<<<<

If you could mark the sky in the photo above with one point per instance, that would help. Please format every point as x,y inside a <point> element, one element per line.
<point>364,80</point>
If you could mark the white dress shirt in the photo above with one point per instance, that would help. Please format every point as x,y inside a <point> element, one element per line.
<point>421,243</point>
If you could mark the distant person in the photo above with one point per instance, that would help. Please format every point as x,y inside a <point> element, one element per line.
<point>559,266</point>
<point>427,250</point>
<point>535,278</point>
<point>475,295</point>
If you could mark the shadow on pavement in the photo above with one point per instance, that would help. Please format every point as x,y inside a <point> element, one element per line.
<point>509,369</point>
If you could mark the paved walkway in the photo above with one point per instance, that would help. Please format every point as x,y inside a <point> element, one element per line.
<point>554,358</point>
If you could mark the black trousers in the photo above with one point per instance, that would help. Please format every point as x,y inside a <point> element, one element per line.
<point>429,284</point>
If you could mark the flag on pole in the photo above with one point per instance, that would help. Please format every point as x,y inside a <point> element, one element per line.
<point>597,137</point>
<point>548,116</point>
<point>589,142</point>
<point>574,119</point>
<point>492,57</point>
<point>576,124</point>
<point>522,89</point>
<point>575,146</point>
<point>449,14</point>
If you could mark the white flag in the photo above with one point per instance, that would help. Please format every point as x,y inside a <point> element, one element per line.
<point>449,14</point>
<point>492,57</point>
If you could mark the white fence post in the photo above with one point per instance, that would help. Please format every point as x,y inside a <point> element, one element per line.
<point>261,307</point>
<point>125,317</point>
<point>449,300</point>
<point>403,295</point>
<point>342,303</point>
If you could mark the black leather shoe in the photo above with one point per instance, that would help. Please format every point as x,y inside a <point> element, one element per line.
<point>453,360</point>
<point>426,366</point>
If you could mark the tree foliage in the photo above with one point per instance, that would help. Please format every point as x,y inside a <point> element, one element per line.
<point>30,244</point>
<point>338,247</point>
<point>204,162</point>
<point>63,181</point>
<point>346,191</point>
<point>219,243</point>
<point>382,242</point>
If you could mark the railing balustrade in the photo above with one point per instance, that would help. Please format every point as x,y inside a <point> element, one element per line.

>>>>

**Written task:** Recast all the lines of the records above as a numbered list, leaving out any blank lines.

**Exercise result:**
1. If you could mark the sky in the photo above with one point per instance, that would help. Please format every point as x,y inside a <point> element, one element per line.
2. <point>364,80</point>
3. If you could mark the white dress shirt in the photo above with one point per instance, that would help. Please format every point as x,y inside a <point> element, one element per line.
4. <point>421,243</point>
5. If you could mark the distant person in the photo above with one point per instance, that would help. Please format every point as x,y inside a <point> element, one element per line.
6. <point>559,266</point>
7. <point>427,250</point>
8. <point>535,278</point>
9. <point>475,295</point>
10. If you could mark the shadow on pavement in the photo above with one point per instance, that would help. Please format every point as x,y inside a <point> element, one element per line.
11. <point>509,369</point>
12. If you could mark the paved walkway in the photo above with one point per instance, that would help. Please format every point as x,y inside a <point> element, one element per line.
13. <point>554,358</point>
14. If you could mark the black trousers in the photo above with one point per instance, that would help. Please format every point as x,y inside a <point> element, one element per line.
15. <point>429,284</point>
16. If you could mark the flag on pole in the photo above with one point per instance, that would help. Please format every point as x,y inside a <point> element, one element per line.
17. <point>597,137</point>
18. <point>548,116</point>
19. <point>589,142</point>
20. <point>574,119</point>
21. <point>492,57</point>
22. <point>576,124</point>
23. <point>522,89</point>
24. <point>575,146</point>
25. <point>449,14</point>
26. If you could mark the white flag in the photo above with one point per instance, that would help. Please format every point as x,y inside a <point> element, one element per line.
27. <point>449,14</point>
28. <point>492,57</point>
29. If you could mark the white fence post in the photo above with one point per instance, that would help. Please format every point as x,y inside a <point> element, one element per line.
30. <point>261,307</point>
31. <point>125,317</point>
32. <point>449,300</point>
33. <point>403,295</point>
34. <point>342,303</point>
35. If you could mark the black leather shoe in the photo above with one point per instance, that would help. Please format every point as x,y inside a <point> element, one element per line.
36. <point>453,360</point>
37. <point>426,366</point>
38. If you could mark the tree foliage in the photo above with one point per instance, that would help. Please format every point as x,y inside a <point> element, one element per line.
39. <point>30,244</point>
40. <point>338,247</point>
41. <point>204,162</point>
42. <point>63,181</point>
43. <point>346,191</point>
44. <point>219,243</point>
45. <point>382,242</point>
46. If you could mark the railing balustrade in the photo above with one point per instance, that would help. Please format every point as x,y inside a <point> element, one element per line.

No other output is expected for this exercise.